What is required » Lines before the one containing "where the shrub" are not wanted. Transcribe that line and all after it exactly, to the end of the entries.

Stored data »
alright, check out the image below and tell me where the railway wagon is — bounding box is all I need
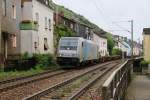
[57,37,99,66]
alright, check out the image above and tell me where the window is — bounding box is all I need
[44,38,49,51]
[34,42,38,49]
[45,0,48,5]
[48,19,51,30]
[35,13,39,23]
[70,24,73,29]
[12,5,16,19]
[11,35,17,48]
[2,0,6,16]
[45,17,48,29]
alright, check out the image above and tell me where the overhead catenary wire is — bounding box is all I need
[91,0,132,34]
[91,0,113,31]
[54,0,132,35]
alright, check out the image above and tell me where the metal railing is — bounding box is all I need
[102,60,132,100]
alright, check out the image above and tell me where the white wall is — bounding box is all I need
[133,46,140,56]
[21,2,33,21]
[20,30,38,54]
[93,33,108,56]
[20,0,54,54]
[33,0,54,54]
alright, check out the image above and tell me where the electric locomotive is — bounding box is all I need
[57,37,99,66]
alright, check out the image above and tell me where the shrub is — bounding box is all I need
[112,48,122,56]
[33,54,57,69]
[140,60,149,68]
[20,52,32,60]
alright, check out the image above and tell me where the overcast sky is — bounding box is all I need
[53,0,150,42]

Your response »
alright, check out the image above and tell me where the shrub is — bounding box is all I need
[112,48,122,56]
[33,54,57,69]
[140,60,149,68]
[20,52,32,60]
alright, check out the image above and tell me where the overcast sky is — bounding box is all I need
[53,0,150,42]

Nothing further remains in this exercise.